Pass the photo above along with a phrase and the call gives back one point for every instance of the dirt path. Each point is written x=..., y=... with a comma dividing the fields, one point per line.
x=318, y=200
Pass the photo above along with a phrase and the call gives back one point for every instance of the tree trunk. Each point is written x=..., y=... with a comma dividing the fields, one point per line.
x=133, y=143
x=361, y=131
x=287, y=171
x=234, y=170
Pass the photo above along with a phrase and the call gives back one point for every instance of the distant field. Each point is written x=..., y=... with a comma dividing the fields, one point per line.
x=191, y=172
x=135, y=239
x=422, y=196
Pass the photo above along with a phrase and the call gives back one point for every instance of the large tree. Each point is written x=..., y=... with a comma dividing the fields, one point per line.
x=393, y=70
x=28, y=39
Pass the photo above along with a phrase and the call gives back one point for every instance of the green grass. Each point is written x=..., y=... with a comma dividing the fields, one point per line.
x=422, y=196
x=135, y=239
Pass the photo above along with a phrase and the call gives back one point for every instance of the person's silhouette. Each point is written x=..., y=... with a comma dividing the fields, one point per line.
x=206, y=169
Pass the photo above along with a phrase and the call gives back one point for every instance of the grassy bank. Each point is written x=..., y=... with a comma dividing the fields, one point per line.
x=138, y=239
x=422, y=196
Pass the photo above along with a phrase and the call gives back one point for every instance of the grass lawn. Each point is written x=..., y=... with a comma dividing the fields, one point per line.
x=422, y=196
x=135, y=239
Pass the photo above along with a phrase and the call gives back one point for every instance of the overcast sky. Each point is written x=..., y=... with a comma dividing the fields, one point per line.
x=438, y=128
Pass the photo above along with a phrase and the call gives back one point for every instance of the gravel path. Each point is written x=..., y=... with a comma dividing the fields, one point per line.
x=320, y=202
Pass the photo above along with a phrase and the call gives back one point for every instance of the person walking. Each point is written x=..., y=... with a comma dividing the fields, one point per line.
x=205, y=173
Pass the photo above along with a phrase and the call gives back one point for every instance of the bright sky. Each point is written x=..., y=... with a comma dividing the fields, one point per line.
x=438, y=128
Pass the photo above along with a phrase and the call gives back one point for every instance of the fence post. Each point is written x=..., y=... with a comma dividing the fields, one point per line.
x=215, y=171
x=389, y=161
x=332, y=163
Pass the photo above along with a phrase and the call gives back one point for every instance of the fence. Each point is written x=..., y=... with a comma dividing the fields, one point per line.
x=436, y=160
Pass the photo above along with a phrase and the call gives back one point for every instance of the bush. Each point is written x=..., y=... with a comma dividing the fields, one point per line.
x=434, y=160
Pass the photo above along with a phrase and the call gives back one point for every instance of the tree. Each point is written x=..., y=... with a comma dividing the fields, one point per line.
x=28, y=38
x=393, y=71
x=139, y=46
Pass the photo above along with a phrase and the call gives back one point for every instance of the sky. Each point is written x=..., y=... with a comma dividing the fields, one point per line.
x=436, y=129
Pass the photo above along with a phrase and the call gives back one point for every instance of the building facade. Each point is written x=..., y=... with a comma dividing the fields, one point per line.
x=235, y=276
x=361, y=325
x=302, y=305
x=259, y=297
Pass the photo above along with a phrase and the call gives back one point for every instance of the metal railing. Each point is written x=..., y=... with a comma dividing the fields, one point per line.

* [Exercise task]:
Swap "one point per line" for "each point on its own line" in every one of the entries above, and leave all other text unchanged.

* [Solution to this exercise]:
Pass the photo above along with a phrase and the call gives back one point for every instance of the dirt path. Each point is written x=..., y=... with a comma dividing the fields, each point on its own line.
x=318, y=200
Pass the photo above along with a phrase and the call gives back one point for every instance of the tree trunk. Each point is written x=..., y=... with a comma dividing the fields, each point on its own line.
x=133, y=143
x=361, y=131
x=287, y=171
x=234, y=170
Pass the photo above along with a phrase and the call gives back one point for every instance of the distant field. Each point is written x=..., y=... with a comma dividing the fields, each point on its own line.
x=191, y=172
x=135, y=239
x=422, y=196
Pass the photo above along with a phrase and the call gives back one point for every instance of the large tree. Each point is written x=..., y=... with a comma dividing the fields, each point on its own line.
x=393, y=70
x=28, y=39
Pass the photo above along with a phrase and the call gives back one point for every instance of the green grass. Each point is written x=..., y=... with a comma dividing the fields, each point on its own line.
x=422, y=196
x=135, y=239
Pass the photo above along with a phrase and the call gives back one point for every instance of the person's silhouette. Each point is written x=..., y=... with a comma dividing the fields, each point on its own line.
x=206, y=169
Pass the photo above along with a phrase and the call gives back one point for every instance of the grassy bank. Each point is written x=..., y=... with a comma dividing the fields, each point on its own line.
x=138, y=239
x=422, y=196
Pass the photo above along with a phrase and the call gives back one point for every instance of the grass lawn. Each point is written x=..., y=... with a comma dividing the fields, each point on its own line.
x=422, y=196
x=135, y=239
Pass the photo above along with a phrase and the call gives back one point for every instance of the overcast sky. Each point is written x=..., y=... with a comma dividing the fields, each point on its own line.
x=438, y=128
Pass the photo above along with a phrase and the call gives back one point for every instance of the gravel path. Each point is written x=..., y=... with a comma dividing the fields, each point on its own line.
x=320, y=202
Pass the photo above along with a phrase and the call gives back one point for every instance of the person walking. Each point is written x=..., y=... with a comma dividing the fields, each point on its own line.
x=205, y=173
Pass the photo above along with a phrase and the call gives back one point for every instance of the bright sky. Each point is written x=..., y=... with a comma dividing the fields, each point on its own line.
x=438, y=128
Pass the photo above along with a phrase and the call gives back one point for every instance of the fence post. Each point is written x=..., y=... with a comma dividing the fields, each point on its own line.
x=215, y=171
x=389, y=161
x=332, y=163
Pass the photo above along with a phrase and the call gives back one point for every instance of the fence. Each point is written x=..., y=... with a comma dividing the fields, each point on its own line.
x=436, y=160
Pass the photo above along with a phrase and the call gives back one point for every instance of the bush. Each point is written x=..., y=... with a comma dividing the fields, each point on its own line.
x=434, y=160
Pass the photo above along with a phrase and the call gives back one point for every instance of the tree. Each point is written x=..., y=... with a comma dividing the fields, each point on its own line.
x=28, y=38
x=393, y=71
x=139, y=46
Pass the photo above along with a phrase and the call gives back one point for every instance of the sky. Each point is written x=..., y=... with a comma dividing the fields, each point on its own line.
x=436, y=129
Pass the photo above along with a phrase and the call gives back one point for every instance of the building facade. Each point is written x=..., y=... with a comma dividing the fields, each point on its own line.
x=235, y=276
x=361, y=325
x=302, y=305
x=259, y=297
Pass the photo above along with a phrase and the call gives back one point for every instance of the metal railing. Each point is written x=..., y=... with a comma dividing the fields, each point on its own line.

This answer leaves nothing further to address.